*What you will do*.
Report each line of the records below that contains the word "antenna" and reproduce every such line in full.

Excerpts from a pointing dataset

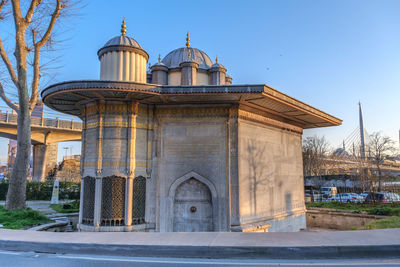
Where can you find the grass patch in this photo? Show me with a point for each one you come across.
(70, 207)
(389, 209)
(391, 222)
(19, 219)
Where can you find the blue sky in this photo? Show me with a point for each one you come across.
(329, 54)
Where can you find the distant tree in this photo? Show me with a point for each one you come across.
(33, 23)
(379, 148)
(315, 152)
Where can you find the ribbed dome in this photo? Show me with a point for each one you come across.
(177, 56)
(121, 43)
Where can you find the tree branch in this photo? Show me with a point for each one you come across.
(36, 59)
(7, 62)
(2, 3)
(53, 19)
(7, 100)
(36, 73)
(29, 13)
(17, 12)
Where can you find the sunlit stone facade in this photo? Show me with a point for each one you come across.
(186, 150)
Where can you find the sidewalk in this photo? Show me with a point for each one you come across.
(300, 245)
(40, 205)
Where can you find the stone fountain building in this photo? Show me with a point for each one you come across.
(177, 147)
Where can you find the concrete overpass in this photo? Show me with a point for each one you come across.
(44, 131)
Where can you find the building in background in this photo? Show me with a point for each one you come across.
(51, 153)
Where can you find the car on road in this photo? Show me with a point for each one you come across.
(379, 197)
(327, 192)
(346, 198)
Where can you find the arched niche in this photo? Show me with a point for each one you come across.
(203, 184)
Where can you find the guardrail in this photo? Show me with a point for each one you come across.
(43, 122)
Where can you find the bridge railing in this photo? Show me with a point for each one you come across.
(44, 122)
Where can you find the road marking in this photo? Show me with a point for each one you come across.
(10, 253)
(163, 261)
(335, 262)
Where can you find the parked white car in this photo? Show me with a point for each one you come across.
(347, 198)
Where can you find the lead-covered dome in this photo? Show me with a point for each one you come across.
(122, 43)
(123, 59)
(177, 56)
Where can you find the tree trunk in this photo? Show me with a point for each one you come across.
(379, 178)
(16, 194)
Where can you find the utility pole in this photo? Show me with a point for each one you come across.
(362, 137)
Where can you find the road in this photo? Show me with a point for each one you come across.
(32, 259)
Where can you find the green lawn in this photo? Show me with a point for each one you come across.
(390, 209)
(66, 207)
(20, 219)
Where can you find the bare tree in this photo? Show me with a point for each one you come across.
(380, 147)
(315, 152)
(34, 22)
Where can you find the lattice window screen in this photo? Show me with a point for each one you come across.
(113, 201)
(139, 200)
(89, 187)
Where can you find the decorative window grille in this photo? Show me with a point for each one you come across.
(89, 187)
(139, 200)
(113, 201)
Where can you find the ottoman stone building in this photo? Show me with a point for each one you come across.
(177, 147)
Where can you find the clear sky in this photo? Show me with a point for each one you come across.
(329, 54)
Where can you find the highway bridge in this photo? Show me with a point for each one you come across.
(44, 131)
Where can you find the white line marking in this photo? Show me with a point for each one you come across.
(163, 261)
(374, 262)
(10, 253)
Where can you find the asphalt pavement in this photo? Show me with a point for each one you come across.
(12, 259)
(381, 243)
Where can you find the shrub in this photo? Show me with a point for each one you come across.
(43, 190)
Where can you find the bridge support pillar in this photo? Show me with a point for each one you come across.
(44, 158)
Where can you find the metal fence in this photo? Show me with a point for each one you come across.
(43, 122)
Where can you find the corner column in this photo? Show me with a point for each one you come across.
(232, 170)
(39, 162)
(82, 165)
(130, 160)
(99, 150)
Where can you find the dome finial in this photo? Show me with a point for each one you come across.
(187, 40)
(123, 27)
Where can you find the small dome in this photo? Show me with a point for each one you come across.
(122, 41)
(177, 56)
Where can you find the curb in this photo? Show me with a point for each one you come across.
(245, 252)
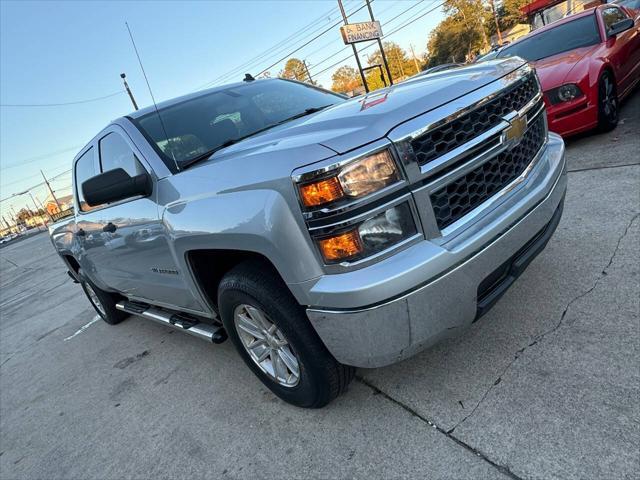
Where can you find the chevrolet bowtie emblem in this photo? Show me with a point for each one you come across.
(516, 130)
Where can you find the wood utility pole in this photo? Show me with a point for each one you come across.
(306, 68)
(495, 18)
(415, 60)
(355, 51)
(51, 191)
(384, 57)
(126, 87)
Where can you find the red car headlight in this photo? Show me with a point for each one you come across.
(564, 93)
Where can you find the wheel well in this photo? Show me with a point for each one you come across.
(209, 266)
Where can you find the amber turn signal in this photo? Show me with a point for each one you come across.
(321, 192)
(341, 246)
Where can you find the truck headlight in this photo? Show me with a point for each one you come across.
(564, 93)
(353, 180)
(369, 237)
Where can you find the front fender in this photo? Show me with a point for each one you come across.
(258, 221)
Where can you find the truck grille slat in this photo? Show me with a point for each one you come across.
(453, 201)
(443, 139)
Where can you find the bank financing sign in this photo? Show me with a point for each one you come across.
(361, 32)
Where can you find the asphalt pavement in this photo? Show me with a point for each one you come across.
(546, 385)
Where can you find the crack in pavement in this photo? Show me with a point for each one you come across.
(501, 468)
(538, 338)
(15, 264)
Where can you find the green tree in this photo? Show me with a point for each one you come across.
(509, 13)
(345, 79)
(400, 64)
(462, 34)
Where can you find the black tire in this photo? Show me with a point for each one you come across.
(321, 377)
(106, 300)
(608, 103)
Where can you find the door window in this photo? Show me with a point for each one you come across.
(611, 16)
(85, 169)
(116, 153)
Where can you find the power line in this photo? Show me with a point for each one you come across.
(307, 43)
(39, 157)
(277, 50)
(77, 102)
(276, 47)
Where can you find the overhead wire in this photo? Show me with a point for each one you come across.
(62, 104)
(273, 50)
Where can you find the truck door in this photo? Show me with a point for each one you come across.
(126, 242)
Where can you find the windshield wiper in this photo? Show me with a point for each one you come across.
(231, 141)
(304, 113)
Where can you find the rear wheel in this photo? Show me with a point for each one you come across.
(275, 339)
(104, 303)
(608, 104)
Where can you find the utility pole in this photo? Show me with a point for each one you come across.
(51, 191)
(384, 57)
(304, 62)
(495, 18)
(399, 62)
(355, 51)
(37, 208)
(415, 60)
(126, 86)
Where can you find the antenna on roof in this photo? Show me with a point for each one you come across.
(164, 130)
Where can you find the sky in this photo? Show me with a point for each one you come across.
(58, 52)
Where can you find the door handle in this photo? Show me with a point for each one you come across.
(109, 227)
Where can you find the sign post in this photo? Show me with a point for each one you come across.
(355, 52)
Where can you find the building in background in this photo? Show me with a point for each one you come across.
(52, 207)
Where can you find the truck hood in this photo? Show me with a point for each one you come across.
(362, 120)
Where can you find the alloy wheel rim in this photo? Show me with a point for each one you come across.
(609, 102)
(266, 345)
(94, 299)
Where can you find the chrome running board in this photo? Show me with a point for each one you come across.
(179, 321)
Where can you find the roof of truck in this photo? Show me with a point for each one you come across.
(173, 101)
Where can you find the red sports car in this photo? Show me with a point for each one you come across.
(586, 63)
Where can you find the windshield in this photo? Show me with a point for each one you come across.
(581, 32)
(205, 123)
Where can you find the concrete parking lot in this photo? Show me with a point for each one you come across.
(544, 386)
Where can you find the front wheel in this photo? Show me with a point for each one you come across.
(275, 339)
(608, 104)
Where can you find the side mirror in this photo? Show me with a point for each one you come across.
(115, 185)
(620, 27)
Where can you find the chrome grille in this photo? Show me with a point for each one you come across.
(464, 194)
(443, 139)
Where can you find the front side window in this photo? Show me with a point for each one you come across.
(581, 32)
(611, 16)
(116, 153)
(189, 129)
(85, 169)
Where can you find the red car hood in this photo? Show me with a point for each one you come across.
(556, 70)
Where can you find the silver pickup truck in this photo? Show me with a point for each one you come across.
(319, 233)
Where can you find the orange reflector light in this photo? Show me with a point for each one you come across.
(318, 193)
(341, 246)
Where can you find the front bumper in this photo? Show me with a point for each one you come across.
(391, 310)
(573, 117)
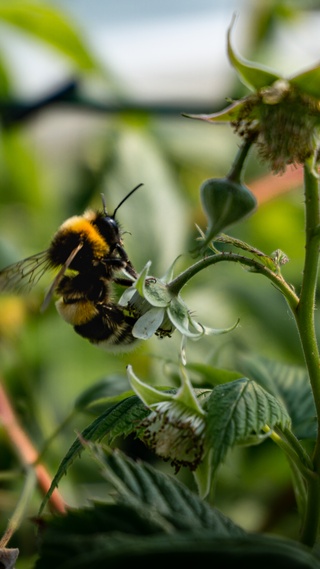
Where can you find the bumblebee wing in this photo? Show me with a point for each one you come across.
(25, 274)
(59, 276)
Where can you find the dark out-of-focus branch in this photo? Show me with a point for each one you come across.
(16, 111)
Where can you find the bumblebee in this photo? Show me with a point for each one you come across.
(88, 253)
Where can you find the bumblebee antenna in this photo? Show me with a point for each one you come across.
(104, 204)
(124, 199)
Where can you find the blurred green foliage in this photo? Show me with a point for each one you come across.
(57, 163)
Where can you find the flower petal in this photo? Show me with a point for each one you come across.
(148, 324)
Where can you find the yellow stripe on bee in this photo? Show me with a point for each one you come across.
(81, 225)
(76, 313)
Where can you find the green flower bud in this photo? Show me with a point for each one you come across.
(224, 202)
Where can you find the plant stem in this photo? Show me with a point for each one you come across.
(304, 315)
(179, 282)
(28, 455)
(237, 167)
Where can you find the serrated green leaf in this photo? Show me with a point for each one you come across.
(253, 76)
(308, 82)
(120, 419)
(105, 391)
(64, 548)
(147, 393)
(213, 376)
(50, 25)
(141, 485)
(156, 518)
(238, 410)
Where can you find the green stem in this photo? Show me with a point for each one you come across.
(179, 282)
(235, 173)
(19, 512)
(304, 315)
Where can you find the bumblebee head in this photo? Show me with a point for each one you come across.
(108, 225)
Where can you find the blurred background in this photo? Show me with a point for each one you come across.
(91, 101)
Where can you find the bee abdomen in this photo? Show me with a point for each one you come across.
(111, 326)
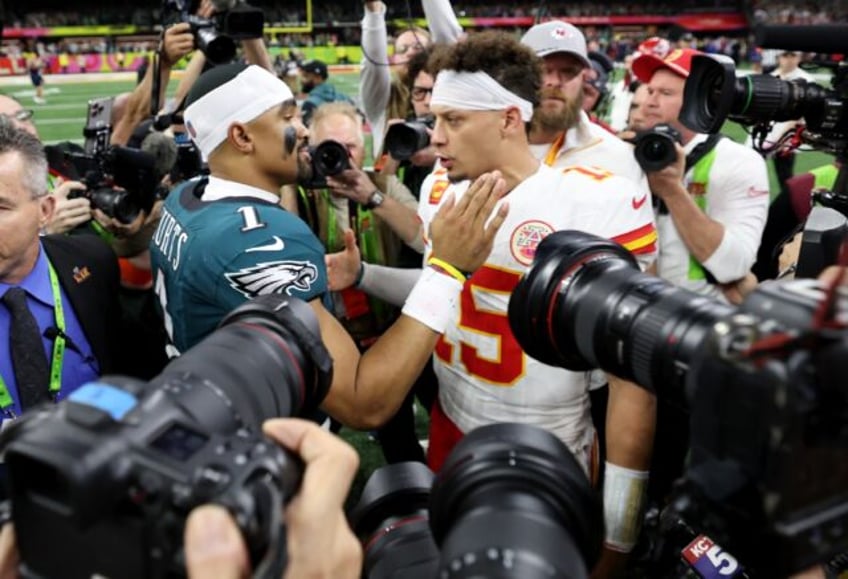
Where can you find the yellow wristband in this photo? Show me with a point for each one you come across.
(444, 267)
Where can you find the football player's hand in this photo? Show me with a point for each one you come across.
(343, 266)
(462, 233)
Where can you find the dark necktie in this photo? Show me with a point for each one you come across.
(32, 371)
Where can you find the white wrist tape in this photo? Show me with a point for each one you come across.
(433, 299)
(624, 498)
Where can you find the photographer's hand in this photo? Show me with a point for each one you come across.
(669, 181)
(69, 213)
(9, 557)
(320, 542)
(462, 233)
(178, 42)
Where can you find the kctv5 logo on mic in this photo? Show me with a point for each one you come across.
(709, 560)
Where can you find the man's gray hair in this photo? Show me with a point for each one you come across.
(15, 140)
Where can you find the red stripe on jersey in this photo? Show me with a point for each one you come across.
(638, 239)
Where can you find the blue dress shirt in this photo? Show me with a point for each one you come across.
(79, 365)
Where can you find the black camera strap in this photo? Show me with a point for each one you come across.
(699, 152)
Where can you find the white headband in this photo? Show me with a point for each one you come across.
(240, 100)
(476, 91)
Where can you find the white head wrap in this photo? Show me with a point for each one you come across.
(476, 91)
(240, 100)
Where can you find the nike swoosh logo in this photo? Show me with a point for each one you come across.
(276, 245)
(637, 203)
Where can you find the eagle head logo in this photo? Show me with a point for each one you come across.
(274, 277)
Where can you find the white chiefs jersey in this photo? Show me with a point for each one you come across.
(484, 376)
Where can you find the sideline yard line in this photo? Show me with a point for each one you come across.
(61, 120)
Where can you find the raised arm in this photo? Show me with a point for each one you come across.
(177, 42)
(375, 81)
(441, 20)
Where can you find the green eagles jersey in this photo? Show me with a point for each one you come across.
(209, 257)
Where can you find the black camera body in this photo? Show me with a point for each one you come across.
(654, 149)
(328, 159)
(114, 495)
(510, 501)
(120, 181)
(763, 384)
(102, 482)
(216, 37)
(405, 139)
(713, 94)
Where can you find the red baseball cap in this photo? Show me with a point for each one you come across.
(679, 61)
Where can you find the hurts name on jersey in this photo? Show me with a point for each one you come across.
(170, 238)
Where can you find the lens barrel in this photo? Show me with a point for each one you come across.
(584, 304)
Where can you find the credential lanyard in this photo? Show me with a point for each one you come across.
(6, 401)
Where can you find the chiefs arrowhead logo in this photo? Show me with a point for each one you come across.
(436, 192)
(637, 203)
(274, 277)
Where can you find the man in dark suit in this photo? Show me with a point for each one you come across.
(59, 314)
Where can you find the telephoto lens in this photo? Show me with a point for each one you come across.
(328, 159)
(101, 483)
(392, 521)
(655, 149)
(512, 502)
(584, 304)
(405, 139)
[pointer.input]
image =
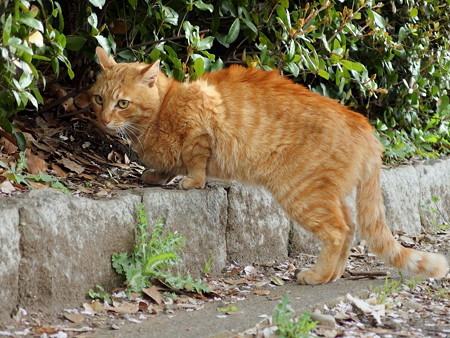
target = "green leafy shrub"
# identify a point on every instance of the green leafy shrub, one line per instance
(155, 252)
(387, 60)
(28, 45)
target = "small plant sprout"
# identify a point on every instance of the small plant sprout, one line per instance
(155, 252)
(15, 173)
(99, 293)
(289, 325)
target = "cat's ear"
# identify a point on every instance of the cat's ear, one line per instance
(150, 74)
(105, 60)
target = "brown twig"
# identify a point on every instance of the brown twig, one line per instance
(150, 43)
(79, 111)
(57, 102)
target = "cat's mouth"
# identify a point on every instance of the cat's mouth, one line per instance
(106, 128)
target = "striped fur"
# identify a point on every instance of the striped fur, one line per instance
(260, 128)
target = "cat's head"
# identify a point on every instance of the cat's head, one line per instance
(125, 96)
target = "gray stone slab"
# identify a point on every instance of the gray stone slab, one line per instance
(258, 229)
(434, 183)
(401, 195)
(198, 215)
(67, 243)
(9, 261)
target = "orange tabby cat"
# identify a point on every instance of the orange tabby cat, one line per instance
(260, 128)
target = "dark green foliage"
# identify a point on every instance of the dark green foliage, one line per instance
(387, 60)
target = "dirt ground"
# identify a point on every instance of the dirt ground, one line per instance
(79, 158)
(243, 301)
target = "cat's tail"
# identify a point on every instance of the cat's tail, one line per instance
(371, 220)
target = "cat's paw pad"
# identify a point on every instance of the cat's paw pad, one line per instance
(152, 177)
(309, 277)
(191, 183)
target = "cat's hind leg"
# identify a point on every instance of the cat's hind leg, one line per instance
(345, 252)
(326, 219)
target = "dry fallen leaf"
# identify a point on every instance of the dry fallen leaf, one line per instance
(154, 294)
(35, 164)
(236, 281)
(59, 172)
(71, 165)
(8, 146)
(36, 38)
(124, 308)
(74, 317)
(7, 187)
(94, 307)
(262, 292)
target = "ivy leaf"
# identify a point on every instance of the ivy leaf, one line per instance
(377, 18)
(233, 33)
(33, 23)
(7, 28)
(323, 73)
(203, 7)
(98, 3)
(74, 42)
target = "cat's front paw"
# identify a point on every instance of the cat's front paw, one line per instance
(191, 183)
(310, 277)
(152, 177)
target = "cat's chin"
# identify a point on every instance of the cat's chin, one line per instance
(105, 129)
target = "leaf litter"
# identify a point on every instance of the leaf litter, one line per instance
(417, 308)
(89, 163)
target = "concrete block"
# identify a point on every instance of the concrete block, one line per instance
(258, 229)
(67, 243)
(9, 261)
(434, 182)
(401, 199)
(200, 216)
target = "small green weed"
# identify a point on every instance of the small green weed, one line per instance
(438, 214)
(15, 173)
(389, 287)
(288, 325)
(208, 265)
(99, 293)
(155, 252)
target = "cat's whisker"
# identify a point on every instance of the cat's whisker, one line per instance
(135, 132)
(309, 151)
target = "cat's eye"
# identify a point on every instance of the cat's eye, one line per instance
(98, 99)
(123, 104)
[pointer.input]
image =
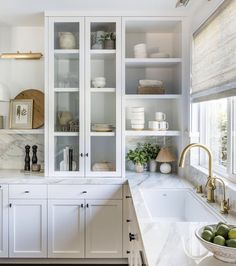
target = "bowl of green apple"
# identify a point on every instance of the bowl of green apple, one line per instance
(220, 239)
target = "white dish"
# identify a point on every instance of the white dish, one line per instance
(159, 55)
(222, 253)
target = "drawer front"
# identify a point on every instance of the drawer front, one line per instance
(28, 191)
(85, 192)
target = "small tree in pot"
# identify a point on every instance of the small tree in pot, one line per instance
(138, 158)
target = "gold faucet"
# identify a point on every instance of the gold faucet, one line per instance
(210, 180)
(224, 204)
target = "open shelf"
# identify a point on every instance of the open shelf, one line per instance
(152, 62)
(153, 133)
(102, 134)
(102, 89)
(152, 96)
(22, 131)
(66, 89)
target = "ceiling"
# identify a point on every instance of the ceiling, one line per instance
(30, 12)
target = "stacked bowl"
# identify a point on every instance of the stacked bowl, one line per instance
(136, 115)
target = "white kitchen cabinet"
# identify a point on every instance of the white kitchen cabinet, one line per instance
(27, 228)
(66, 228)
(103, 228)
(4, 220)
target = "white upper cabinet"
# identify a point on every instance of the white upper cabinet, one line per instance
(4, 221)
(84, 96)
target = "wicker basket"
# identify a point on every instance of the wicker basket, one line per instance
(151, 90)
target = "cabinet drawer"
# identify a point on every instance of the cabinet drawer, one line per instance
(28, 191)
(84, 192)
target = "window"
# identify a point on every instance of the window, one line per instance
(213, 91)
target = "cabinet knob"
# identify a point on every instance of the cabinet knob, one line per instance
(131, 237)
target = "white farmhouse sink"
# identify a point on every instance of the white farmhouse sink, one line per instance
(177, 205)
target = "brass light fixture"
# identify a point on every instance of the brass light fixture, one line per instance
(21, 56)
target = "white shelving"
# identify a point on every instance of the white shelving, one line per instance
(145, 133)
(152, 62)
(22, 131)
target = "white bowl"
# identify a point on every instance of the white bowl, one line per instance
(223, 253)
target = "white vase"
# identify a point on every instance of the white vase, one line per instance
(152, 166)
(67, 40)
(139, 168)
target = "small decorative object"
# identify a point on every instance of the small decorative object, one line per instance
(151, 151)
(165, 157)
(38, 108)
(21, 114)
(36, 167)
(27, 158)
(137, 117)
(138, 158)
(34, 157)
(109, 40)
(67, 40)
(140, 50)
(103, 167)
(99, 82)
(64, 118)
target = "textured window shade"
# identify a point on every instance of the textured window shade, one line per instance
(214, 56)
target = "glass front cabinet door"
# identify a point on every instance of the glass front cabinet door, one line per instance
(84, 96)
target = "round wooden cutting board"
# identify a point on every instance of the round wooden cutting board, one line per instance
(38, 105)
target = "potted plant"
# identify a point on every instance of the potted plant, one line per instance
(109, 39)
(138, 158)
(151, 151)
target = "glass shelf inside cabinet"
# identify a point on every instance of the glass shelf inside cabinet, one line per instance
(103, 35)
(66, 153)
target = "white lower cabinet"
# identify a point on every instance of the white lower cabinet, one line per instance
(66, 228)
(103, 228)
(4, 221)
(27, 228)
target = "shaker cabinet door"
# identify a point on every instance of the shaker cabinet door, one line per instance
(103, 229)
(4, 221)
(66, 228)
(28, 228)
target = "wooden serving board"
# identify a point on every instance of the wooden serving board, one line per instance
(38, 105)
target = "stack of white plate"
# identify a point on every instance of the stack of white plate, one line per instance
(102, 127)
(136, 115)
(140, 50)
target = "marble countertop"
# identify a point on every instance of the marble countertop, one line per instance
(170, 243)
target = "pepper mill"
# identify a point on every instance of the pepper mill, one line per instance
(27, 158)
(34, 157)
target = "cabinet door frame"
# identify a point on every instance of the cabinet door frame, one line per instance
(43, 221)
(65, 254)
(88, 21)
(4, 221)
(90, 253)
(50, 113)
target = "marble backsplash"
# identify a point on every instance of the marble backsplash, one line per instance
(12, 150)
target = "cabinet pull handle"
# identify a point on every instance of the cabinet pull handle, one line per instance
(142, 258)
(131, 237)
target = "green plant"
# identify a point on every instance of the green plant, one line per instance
(137, 156)
(151, 150)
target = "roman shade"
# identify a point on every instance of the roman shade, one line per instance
(214, 56)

*Solution to the problem*.
Where can you find the antenna on roof in this photo? Show me with a point for each one you come across.
Where can you find the bumblebee antenna in this photo? Show me with a point for each one you come across.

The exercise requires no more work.